• **Task brief**
Could the data below be retyped exactly, without its pictures?

Point-per-instance localization data:
· · · ·

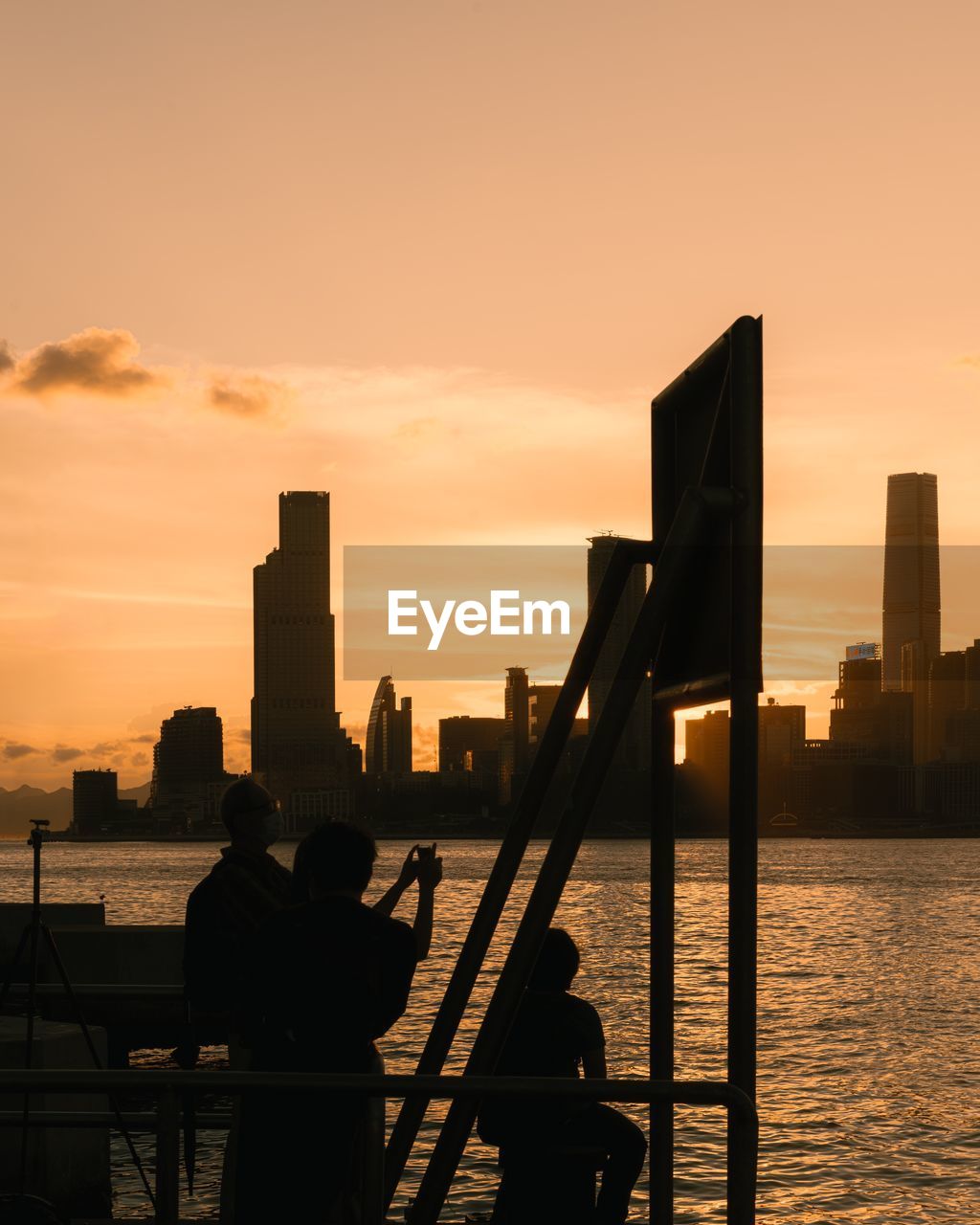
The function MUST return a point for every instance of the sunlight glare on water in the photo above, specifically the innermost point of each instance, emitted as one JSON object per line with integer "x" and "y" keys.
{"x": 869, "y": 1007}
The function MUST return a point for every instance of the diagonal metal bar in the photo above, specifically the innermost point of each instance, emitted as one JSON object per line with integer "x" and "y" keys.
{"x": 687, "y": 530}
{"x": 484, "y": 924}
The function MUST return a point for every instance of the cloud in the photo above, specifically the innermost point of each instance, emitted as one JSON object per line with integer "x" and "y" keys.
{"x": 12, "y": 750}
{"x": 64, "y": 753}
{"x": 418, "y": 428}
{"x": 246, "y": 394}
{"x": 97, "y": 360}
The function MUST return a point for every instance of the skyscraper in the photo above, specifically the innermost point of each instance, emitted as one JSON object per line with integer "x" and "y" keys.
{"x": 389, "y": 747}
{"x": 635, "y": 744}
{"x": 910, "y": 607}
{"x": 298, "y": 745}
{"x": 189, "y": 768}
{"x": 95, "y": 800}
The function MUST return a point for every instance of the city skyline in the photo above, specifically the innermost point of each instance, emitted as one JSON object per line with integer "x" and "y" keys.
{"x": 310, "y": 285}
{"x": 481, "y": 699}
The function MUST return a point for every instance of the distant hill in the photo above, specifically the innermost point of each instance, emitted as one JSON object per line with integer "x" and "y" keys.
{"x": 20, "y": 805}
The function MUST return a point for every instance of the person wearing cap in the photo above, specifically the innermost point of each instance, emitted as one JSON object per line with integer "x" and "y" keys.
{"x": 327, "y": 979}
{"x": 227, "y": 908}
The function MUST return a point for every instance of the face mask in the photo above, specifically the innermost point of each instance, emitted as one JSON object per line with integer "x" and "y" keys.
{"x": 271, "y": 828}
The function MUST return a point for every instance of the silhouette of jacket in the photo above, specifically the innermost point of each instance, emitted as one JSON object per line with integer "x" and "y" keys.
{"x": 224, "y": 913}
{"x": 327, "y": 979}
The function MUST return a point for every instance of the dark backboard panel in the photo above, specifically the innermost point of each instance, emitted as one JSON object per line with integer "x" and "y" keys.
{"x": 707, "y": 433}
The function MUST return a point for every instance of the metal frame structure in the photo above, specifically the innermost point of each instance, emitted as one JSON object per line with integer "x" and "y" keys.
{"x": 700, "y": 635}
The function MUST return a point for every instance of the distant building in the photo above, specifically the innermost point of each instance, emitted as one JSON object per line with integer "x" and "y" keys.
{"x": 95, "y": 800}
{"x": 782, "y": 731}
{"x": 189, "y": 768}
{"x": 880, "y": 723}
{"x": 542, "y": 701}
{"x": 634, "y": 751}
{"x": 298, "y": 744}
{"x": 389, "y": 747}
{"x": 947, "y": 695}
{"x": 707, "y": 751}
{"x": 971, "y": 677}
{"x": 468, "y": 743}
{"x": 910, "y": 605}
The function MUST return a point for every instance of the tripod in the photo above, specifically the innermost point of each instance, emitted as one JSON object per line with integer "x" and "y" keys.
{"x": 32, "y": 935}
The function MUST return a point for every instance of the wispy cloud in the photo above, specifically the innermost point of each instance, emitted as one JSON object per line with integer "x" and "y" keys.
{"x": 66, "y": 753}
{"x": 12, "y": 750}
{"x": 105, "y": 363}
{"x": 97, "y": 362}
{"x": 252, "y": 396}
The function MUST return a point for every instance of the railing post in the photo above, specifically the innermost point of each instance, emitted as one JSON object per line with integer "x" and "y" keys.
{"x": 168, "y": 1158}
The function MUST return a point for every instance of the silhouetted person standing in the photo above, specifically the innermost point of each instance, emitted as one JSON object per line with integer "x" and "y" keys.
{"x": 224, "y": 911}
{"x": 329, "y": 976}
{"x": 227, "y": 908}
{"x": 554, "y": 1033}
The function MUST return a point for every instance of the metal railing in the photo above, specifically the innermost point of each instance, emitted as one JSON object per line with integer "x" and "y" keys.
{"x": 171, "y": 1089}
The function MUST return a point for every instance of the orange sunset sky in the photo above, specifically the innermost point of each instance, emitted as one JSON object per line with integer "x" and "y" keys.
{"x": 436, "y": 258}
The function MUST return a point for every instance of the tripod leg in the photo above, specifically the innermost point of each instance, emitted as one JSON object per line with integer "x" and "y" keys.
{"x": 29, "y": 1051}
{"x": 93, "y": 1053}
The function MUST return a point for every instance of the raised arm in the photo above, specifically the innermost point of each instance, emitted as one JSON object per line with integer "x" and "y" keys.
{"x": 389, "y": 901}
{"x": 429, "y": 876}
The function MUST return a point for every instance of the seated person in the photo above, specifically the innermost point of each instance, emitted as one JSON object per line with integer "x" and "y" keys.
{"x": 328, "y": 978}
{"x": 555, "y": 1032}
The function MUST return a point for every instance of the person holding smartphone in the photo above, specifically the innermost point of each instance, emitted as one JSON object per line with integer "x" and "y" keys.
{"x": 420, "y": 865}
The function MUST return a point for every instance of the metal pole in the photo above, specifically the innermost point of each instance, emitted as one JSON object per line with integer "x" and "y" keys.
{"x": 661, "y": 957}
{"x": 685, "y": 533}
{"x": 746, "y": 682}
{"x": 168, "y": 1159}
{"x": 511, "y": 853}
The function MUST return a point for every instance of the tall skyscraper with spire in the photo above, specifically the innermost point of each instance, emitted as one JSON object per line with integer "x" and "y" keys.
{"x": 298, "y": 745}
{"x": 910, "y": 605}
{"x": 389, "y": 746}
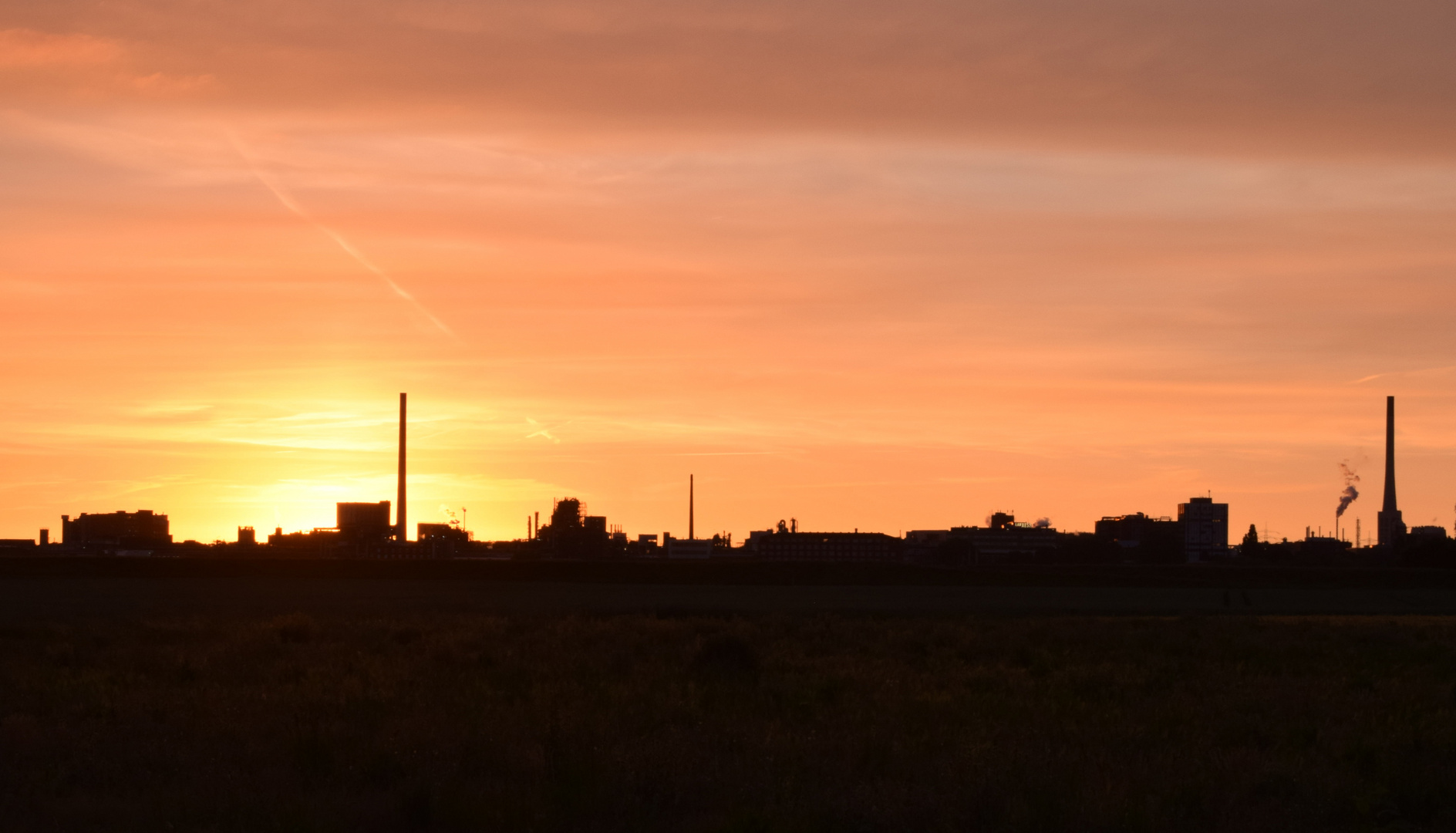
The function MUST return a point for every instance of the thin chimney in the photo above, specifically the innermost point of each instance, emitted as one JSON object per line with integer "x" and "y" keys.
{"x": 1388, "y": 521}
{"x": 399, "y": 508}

· · · ·

• **Solution to the exercise**
The function MUST return a point for every instance of the sunlight glare on water in the photo above, specifically the innermost point of each instance, emitted as one JSON object per line with integer "x" and "y" keys.
{"x": 869, "y": 1007}
The function MUST return a point for every instance of the diagonal metal bar in the photo above, specifically the innermost point of each instance, emitted as one JSON object per line with integer "x" and "y" keys.
{"x": 687, "y": 530}
{"x": 484, "y": 924}
The function MUST return a point for every instance of the cloud in the photo above, specifically the innermost point of each instance, emitted as one JSON object per line with integer "x" and "y" keys.
{"x": 12, "y": 750}
{"x": 64, "y": 753}
{"x": 418, "y": 428}
{"x": 246, "y": 394}
{"x": 97, "y": 360}
The function MUST return a point for every instance of the skyscraper in the photo above, specifically the innermost point of each instance, emitted as one JSON object per line with integer "x" and "y" keys.
{"x": 389, "y": 747}
{"x": 635, "y": 744}
{"x": 910, "y": 607}
{"x": 298, "y": 745}
{"x": 189, "y": 768}
{"x": 95, "y": 800}
The function MUST return a point for every instance of the city skyline in the photo above, specifically the innermost point of each instance, emitted as one JSON object per line with integer "x" and "y" keys.
{"x": 310, "y": 285}
{"x": 481, "y": 699}
The function MUST return a point for every instance of the distant hill in the photo above, specifically the innermost point of each instance, emitted as one JSON object per line with integer "x" and "y" keys.
{"x": 20, "y": 805}
The function MUST return a point for every instance of the person wearing cap in the photo above, specifically the innermost point of each instance, emitted as one JSON object per line with integer "x" and "y" keys.
{"x": 327, "y": 979}
{"x": 227, "y": 908}
The function MUST return a point for every instance of the face mask in the photo above, specifically the innermost point of each instance, emitted as one JSON object per line with integer "x" and "y" keys.
{"x": 271, "y": 828}
The function MUST return a point for every instance of the silhouette of jacket in the photo above, specifically the innermost point of each instance, emitted as one JSON object per line with integer "x" and "y" keys.
{"x": 224, "y": 913}
{"x": 327, "y": 979}
The function MUST return a point for every instance of the dark backboard panel in the photo above, specifically the innermost point of each instance, emitted as one JSON object per line with integer "x" and "y" keys.
{"x": 707, "y": 433}
The function MUST return a point for every instance of the metal frame structure in the photo above, specifically the innermost point of each instance, emitted as one JSON object per line with integer "x" and "y" keys.
{"x": 700, "y": 635}
The function MUST return a point for every instance of the distant building in the photo above, specifically the innermost point of each instance, emitted as one JSON object per line with integer "x" and "y" keys.
{"x": 95, "y": 800}
{"x": 782, "y": 731}
{"x": 189, "y": 768}
{"x": 880, "y": 723}
{"x": 542, "y": 701}
{"x": 634, "y": 751}
{"x": 298, "y": 744}
{"x": 389, "y": 747}
{"x": 947, "y": 695}
{"x": 707, "y": 751}
{"x": 971, "y": 677}
{"x": 468, "y": 743}
{"x": 910, "y": 605}
The function MUST return a point for every instance of the tripod in the photo above, specifically the innermost point of each instance, emitted as one JSON object per line with integer "x" and "y" keys.
{"x": 32, "y": 935}
The function MUST return a point for every instance of the wispy cloud in the photo above, specifically the innermost point of each instance, emitted as one JSON object per line with integer "x" and "y" keys.
{"x": 66, "y": 753}
{"x": 12, "y": 750}
{"x": 105, "y": 363}
{"x": 97, "y": 362}
{"x": 252, "y": 396}
The function MUST return a point for every instance of the railing post in the photo above, specifically the innermost point of each instance, emitted as one JSON object per line with integer "x" and "y" keys.
{"x": 168, "y": 1158}
The function MUST return a point for every instance of the silhouetted person standing in the photo above, specifically the innermost point of each instance, emitted as one JSON object per line with integer "x" and "y" keys.
{"x": 224, "y": 911}
{"x": 329, "y": 976}
{"x": 227, "y": 908}
{"x": 554, "y": 1033}
The function MUST return a point for every instance of the metal railing in the photo above, specifically the innermost point of each instance, emitted as one JSON object per line with integer "x" and "y" keys.
{"x": 171, "y": 1089}
The function MUST return a point for every instance of the orange sunset sky in the photo above, specifically the innermost point of each instance, emitted as one JSON object per line with integer "x" and "y" keys.
{"x": 436, "y": 258}
The function MUST return a point for every instance of the tripod leg in the photo above, specifically the innermost point of each instance, emitted as one JSON object per line with integer "x" and "y" keys.
{"x": 29, "y": 1051}
{"x": 93, "y": 1053}
The function MUST return a point for every instance of the raised arm in the photo above, specifically the innermost point of each instance, emitted as one JSON object per line with integer "x" and "y" keys.
{"x": 389, "y": 901}
{"x": 429, "y": 876}
The function MUST return a point for every instance of the seated person in the photo above, specifically the innermost point of each instance, emitted as one JSON object per line with integer "x" and "y" keys.
{"x": 328, "y": 978}
{"x": 555, "y": 1032}
The function MUST return a point for every instance of the person holding smartphone in the photo above, specifically the innermost point of each instance, emitted as one JSON object per line with integer "x" and "y" keys.
{"x": 420, "y": 865}
The function MUST return a point for every instance of the metal pole in the photo above, specifically the innermost point of each instance, emitted as one JSON object per line with integer "x" and "y" keys.
{"x": 661, "y": 957}
{"x": 685, "y": 533}
{"x": 746, "y": 682}
{"x": 168, "y": 1159}
{"x": 511, "y": 853}
The function MUST return a point for every instance of the tall skyscraper with spire in the photo above, specifically the innermost point of each instance, emitted as one JSON object per line with integer "x" and "y" keys.
{"x": 298, "y": 745}
{"x": 910, "y": 605}
{"x": 389, "y": 746}
The function MUST return a point for every instance of the thin chimney in the photo above, specifically the innermost point of each instance, emitted as one JSON object per line with integer "x" and "y" keys.
{"x": 1388, "y": 521}
{"x": 399, "y": 508}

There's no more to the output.